▸ **Aufgabenstellung**
Ändere bitte im Text zur Steuerhinterziehung den Abschnitt von „Diese steuerlichen Besonderheiten“ bis „Steuerhinterziehung im Steuerstrafrecht.“, indem du „Bindungswirkung“ durch „Rechtswirkung“ ersetzt. Gib den geänderten Abschnitt vollständig wieder.

▸ **Lesetext**
_ _ _
Diese steuerlichen Besonderheiten des zweistufigen Verfahrens einerseits und der Bindungswirkung des Feststellungsbescheides andererseits bilden letztlich den Grund für die unterschiedlichen Auffassungen zum Beginn der Strafbarkeit wegen Steuerhinterziehung im Steuerstrafrecht.

III. Frühe Vollendung der Steuerhinterziehung

Für den Fall der Abgabe einer unrichtigen Feststellungserklärung hat der 1. Strafsenat nunmehr klargestellt, dass der Täter den Tatbestand der Steuerhinterziehung bereits mit der Erlangung des Feststellungsbescheides voll verwirklicht hat. Der unrichtige Feststellungsbescheid selbst bewirke zwar noch keine Steuerverkürzung im Sinne der ersten Taterfolgsalternative des § 370 Abs. 1 AO. Mit dem Feststellungsbescheid habe der Steuerpflichtige aber einen nicht gerechtfertigten Steuervorteil im Sinne der zweiten Alternative des § 370 Abs. 1 AO erlangt.[17] Im Gegensatz zu den "herkömmlichen" Fällen der Steuerhinterziehung, in denen die Vollendung der Tat erst mit der Festsetzung einer zu niedrigen Steuer eintritt und die Zeitspanne zwischen der Abgabe der unrichtigen Erklärung und der Steuerfestsetzung dem Versuchsstadium angehört,[18] ist die Tat mit dem Erwirken des Feststellungsbescheids vergleichsweise früh vollendet. Dies wirkt sich insbesondere in den Fällen zu Lasten des Täters aus, in denen eine Umsetzung des Feststellungsbescheides in den Einkommensteuererklärungen unterbleibt, etwa, weil eine Weiterleitung des Feststellungsbescheides an die Wohnsitzfinanzämter (noch) nicht erfolgt ist oder die Angaben noch vor der Veranlagung der einzelnen Feststellungsbeteiligten berichtigt werden. Für den Täter kommt hier eine Strafmilderung nach §§ 23 Abs. 2, 49 Abs. 1 StGB ebenso wenig in Betracht wie ein – von der strafbefreienden Selbstanzeige gemäß § 371 AO zu unterscheidender[19] – strafbefreiender Rücktritt gemäß § 24 StGB. Ausgehend von der Prämisse, dass das Strafrecht jeweils konkrete Rechtsgüter vor Gefährdung bzw. Verletzung schützen soll,[20] stellt sich jedoch die Frage, ob das Bewirken eines unrichtigen Feststellungsbescheides tatsächlich schon eine vollendete Steuerhinterziehung darstellt.
_ _ _
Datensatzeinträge

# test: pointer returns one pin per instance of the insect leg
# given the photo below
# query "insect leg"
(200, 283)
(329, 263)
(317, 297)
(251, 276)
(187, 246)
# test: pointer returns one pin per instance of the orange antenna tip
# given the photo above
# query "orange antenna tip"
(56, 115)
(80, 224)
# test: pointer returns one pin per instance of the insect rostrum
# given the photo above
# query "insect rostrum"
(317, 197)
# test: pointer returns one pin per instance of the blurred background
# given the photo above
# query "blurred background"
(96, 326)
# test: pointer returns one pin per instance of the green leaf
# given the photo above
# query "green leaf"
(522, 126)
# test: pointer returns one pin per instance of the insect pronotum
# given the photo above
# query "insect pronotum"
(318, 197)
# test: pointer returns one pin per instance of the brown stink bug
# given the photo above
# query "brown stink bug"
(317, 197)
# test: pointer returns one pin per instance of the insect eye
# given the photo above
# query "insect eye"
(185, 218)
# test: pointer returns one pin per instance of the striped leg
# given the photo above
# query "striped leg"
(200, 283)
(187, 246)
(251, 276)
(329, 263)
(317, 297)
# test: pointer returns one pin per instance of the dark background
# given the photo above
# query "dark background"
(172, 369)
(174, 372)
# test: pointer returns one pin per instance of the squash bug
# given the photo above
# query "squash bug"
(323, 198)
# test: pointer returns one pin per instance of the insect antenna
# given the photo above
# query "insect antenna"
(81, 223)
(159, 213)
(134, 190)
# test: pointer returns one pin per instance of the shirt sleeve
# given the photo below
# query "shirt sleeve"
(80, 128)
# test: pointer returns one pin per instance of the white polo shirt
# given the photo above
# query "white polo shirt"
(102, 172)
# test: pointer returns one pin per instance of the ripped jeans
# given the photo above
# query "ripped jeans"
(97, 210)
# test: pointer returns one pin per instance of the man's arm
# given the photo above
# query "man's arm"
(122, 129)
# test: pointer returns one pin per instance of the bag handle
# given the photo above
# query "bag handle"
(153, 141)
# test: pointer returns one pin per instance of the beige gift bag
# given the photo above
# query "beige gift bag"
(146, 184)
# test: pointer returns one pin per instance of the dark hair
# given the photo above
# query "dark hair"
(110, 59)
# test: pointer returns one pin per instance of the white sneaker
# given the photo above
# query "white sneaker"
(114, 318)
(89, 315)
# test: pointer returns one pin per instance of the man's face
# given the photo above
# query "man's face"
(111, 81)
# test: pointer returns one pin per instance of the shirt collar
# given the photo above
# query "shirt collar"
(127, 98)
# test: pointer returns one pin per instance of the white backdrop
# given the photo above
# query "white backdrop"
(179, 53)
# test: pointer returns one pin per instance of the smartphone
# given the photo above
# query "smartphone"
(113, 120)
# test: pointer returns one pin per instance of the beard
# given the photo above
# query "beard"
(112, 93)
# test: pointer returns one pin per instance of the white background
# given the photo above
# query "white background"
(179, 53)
_ _ _
▸ **Antwort**
Diese steuerlichen Besonderheiten des zweistufigen Verfahrens einerseits und der Rechtswirkung des Feststellungsbescheides andererseits bilden letztlich den Grund für die unterschiedlichen Auffassungen zum Beginn der Strafbarkeit wegen Steuerhinterziehung im Steuerstrafrecht.